▶ [DATA FOR PROCESSING]:
━━━━

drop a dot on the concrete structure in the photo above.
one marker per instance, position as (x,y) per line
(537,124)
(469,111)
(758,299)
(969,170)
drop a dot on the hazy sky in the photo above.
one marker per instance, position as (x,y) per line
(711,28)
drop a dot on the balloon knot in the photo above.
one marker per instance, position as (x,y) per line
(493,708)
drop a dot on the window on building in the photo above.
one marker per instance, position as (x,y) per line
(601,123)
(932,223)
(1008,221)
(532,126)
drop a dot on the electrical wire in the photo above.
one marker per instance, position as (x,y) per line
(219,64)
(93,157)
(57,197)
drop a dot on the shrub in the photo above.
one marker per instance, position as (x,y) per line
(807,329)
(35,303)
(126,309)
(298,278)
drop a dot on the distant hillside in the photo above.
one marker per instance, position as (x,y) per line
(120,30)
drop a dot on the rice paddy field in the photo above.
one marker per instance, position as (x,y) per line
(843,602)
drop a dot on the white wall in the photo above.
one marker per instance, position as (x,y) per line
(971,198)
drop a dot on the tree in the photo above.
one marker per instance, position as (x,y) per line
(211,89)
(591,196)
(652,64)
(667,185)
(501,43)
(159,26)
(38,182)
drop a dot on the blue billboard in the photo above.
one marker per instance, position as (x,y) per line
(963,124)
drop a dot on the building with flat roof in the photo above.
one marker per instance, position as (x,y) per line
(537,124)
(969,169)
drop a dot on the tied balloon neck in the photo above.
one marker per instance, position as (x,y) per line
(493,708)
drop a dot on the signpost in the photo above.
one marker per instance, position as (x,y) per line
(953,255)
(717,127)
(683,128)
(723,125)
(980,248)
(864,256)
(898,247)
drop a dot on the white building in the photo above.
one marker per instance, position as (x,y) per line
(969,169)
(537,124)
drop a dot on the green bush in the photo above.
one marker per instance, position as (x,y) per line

━━━━

▶ [PROBLEM TO SOLVE]:
All that is needed is a number: the count of lines in the listing that hold "building".

▶ [TASK SOLUTION]:
3